» Document passage
◆ ◆ ◆

The Skinny on Sunscreen: Part 2

In our efforts to strike the right balance between getting enough sunshine to enjoy its many health benefits such as adequate levels of vitamin D while at the same time protecting ourselves from unacceptable levels of skin cancer risk, it became clear that we had to weigh in on some of the problems that exist with sunscreens. Our focus in this multi-part series is on sunscreen products in the United States, thanks to the ongoing efforts of non-governmental organizations to seek the truth about sunscreen products, but the ideas and research apply to any country. Here are some additional things we think you should know about sunscreen products:

Sunscreens and Skin Cancer, a Rocky Relationship. If the whole point of sunscreen products is to reduce the incidence of the deadliest form of skin cancer – melanoma – then the entire project has failed miserably because cases of melanoma continue to climb steadily at a rate of 1.9% each year. Scientists have concluded that both UVA and UVB radiation can cause melanoma, and one of the biggest risk factors is the number of sunburns one has had, especially in childhood. Oddly enough, the melanomas don’t tend to show up on areas that had the burns or exposure to the sun, but the correlation is there nonetheless. But when you dig into the research, it gets more complicated, because studies show that people who use only sunscreens for protection UV radiation actually tend to wind up getting more sunburns. We also know that many sunscreen products don’t filter out much in the way of UVA rays, which can actually be just as damaging as UVB rays even though they don’t cause sunburns. It appears to us that the way the research is heading is this: Yes, you need to protect yourself from getting too much sun, but you shouldn’t avoid the sun altogether. And when you need protection from the sun, it is a mistake to rely solely on sunscreen products for protection. You are much better off using clothing and hats that much more effectively block the sun’s rays than sunscreen products. And this is without even mentioning the fact that many sunscreen products have toxic ingredients.

One thing is clear to us – using the fear of skin cancer to get people to avoid the sun altogether and/or rely on sunscreen products that might be not only ineffective but toxic may cause more widespread health damage than all skin cancers combined.

◆ ◆ ◆

» Source material
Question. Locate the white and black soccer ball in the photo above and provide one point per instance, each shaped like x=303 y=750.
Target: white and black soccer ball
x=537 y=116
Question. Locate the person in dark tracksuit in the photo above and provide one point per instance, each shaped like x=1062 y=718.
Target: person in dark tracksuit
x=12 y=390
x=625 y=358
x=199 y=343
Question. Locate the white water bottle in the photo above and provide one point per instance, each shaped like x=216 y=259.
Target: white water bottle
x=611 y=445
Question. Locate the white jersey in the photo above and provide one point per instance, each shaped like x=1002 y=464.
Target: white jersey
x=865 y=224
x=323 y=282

◆ ◆ ◆

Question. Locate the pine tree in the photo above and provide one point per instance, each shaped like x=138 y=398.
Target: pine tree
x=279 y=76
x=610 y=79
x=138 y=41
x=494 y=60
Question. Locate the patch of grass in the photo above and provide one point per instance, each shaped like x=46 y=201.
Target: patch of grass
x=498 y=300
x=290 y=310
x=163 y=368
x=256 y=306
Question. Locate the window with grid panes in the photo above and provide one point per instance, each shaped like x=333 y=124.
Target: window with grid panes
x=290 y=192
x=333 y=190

◆ ◆ ◆

» Task requirements
a - Retype the stretch of the sunscreen article from "One thing is" through "skin cancers combined.".
b - According to the sunscreen article, at what rate do melanoma cases climb each year?

» Solution set
a -
One thing is clear to us – using the fear of skin cancer to get people to avoid the sun altogether and/or rely on sunscreen products that might be not only ineffective but toxic may cause more widespread health damage than all skin cancers combined.

b - 1.9% each year